Task:
Please reproduce the records below word for word.

Provided records:

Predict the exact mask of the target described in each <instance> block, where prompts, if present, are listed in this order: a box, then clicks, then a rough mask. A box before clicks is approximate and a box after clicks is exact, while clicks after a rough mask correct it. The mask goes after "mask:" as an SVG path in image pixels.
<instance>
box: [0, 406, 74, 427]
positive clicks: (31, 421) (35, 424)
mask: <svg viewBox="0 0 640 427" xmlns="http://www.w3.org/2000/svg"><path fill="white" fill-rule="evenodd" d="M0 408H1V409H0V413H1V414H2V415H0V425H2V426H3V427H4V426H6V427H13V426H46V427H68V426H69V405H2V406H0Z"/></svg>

Solution:
Predict the exact mask of the target described in each <instance> block, where prompts, if present, are listed in this order: a box, then clicks, then a rough mask. A box before clicks is approximate and a box after clicks is exact, while clicks after a rough mask correct it. The mask goes after "mask:" as an SVG path in image pixels.
<instance>
box: [0, 406, 74, 427]
positive clicks: (31, 421) (35, 424)
mask: <svg viewBox="0 0 640 427" xmlns="http://www.w3.org/2000/svg"><path fill="white" fill-rule="evenodd" d="M0 408H1V409H0V413H1V414H2V415H0V425H2V426H3V427H4V426H6V427H13V426H46V427H68V426H69V405H2V406H0Z"/></svg>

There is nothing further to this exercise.